Text block:

Clinical signs of specific micronutrient deficiency to recognise during physical examination:
• Iron deficiency: conjunctival pallor, koilonychia (spoon-shaped nails), glossitis, angular stomatitis
• Vitamin A deficiency: night blindness (history from caregiver), Bitot's spots (triangular pearlescent spots on temporal bulbar conjunctiva), xerophthalmia
• Vitamin D deficiency: craniotabes (0-6 months), rachitic rosary (6-18 months), bowing of legs in the walking toddler, hypotonia
• Zinc deficiency: acrodermatitis enteropathica (erythematous, vesicobullous, periorificial rash), poor wound healing, growth failure
• Vitamin C deficiency (scurvy): perifollicular haemorrhage, gingival swelling/bleeding, corkscrew hairs

Biochemical markers add specificity to the clinical assessment. Haemoglobin <11 g/dL in children under 5 years and <11.5 g/dL in 5-11 year olds indicates anaemia (WHO criteria); the haematological pattern (MCV, MCH, serum ferritin, RDW) differentiates iron-deficiency anaemia from other causes. Serum albumin <3.5 g/dL indicates protein deficit (though this is a late marker and is affected by inflammation via acute-phase response). Serum 25-OH vitamin D <20 ng/mL = deficiency; 20-30 ng/mL = insufficiency. Serum zinc levels are unreliable in isolation due to acute-phase reactant behaviour.

Diet Planning in Health and Disease

Diet planning translates the assessment findings into a practical prescription that the family can implement with locally available, culturally acceptable, affordable foods. An ideal diet plan for a child must address five domains: energy sufficiency, macronutrient distribution, micronutrient completeness, meal frequency and texture (age-appropriate), and hygiene of preparation. The plan is only as good as its feasibility in the family's real-world context — a prescription that requires expensive ingredients or complex preparation will not be followed. Good diet planning therefore combines knowledge of nutritional science with practical counselling that meets the family where they are. The clinician must first ask: what does this family already feed the child, what is affordable, what is culturally acceptable, and what barriers exist to change? Only then can a specific, actionable prescription be written. A generic 'high-protein, high-calorie diet' without naming foods, quantities, and meal timing is not a diet plan — it is an instruction without content.

What you have to do: In the text on childhood micronutrient deficiency and diet planning, what range of serum 25-OH vitamin D indicates insufficiency?

Input data:
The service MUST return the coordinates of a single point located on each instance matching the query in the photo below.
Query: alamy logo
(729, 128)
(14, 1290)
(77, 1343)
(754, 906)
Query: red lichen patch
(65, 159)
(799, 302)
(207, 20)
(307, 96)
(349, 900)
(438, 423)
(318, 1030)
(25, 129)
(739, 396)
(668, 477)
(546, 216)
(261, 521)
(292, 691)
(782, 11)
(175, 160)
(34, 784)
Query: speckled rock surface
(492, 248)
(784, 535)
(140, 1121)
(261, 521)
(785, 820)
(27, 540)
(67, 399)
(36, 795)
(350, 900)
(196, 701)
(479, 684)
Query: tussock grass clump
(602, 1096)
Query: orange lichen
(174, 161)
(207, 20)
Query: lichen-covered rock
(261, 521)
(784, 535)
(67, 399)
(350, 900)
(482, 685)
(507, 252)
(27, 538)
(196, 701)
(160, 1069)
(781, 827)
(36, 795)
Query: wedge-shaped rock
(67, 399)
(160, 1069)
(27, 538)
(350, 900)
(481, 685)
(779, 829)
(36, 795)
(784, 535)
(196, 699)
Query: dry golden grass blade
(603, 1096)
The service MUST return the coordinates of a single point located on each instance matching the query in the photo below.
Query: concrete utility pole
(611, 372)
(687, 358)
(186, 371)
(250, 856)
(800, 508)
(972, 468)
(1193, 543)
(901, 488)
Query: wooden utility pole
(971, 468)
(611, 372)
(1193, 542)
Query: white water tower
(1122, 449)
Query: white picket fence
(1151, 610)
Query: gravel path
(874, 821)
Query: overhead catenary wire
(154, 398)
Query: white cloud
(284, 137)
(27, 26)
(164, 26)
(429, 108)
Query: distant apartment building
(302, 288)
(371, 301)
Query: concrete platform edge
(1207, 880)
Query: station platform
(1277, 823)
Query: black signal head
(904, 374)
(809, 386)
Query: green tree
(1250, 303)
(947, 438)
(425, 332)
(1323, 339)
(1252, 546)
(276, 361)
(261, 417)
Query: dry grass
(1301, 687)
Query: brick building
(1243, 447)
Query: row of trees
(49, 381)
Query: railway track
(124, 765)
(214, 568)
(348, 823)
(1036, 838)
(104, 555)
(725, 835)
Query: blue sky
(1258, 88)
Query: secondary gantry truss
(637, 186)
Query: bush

Exercise solution: 20-30 ng/mL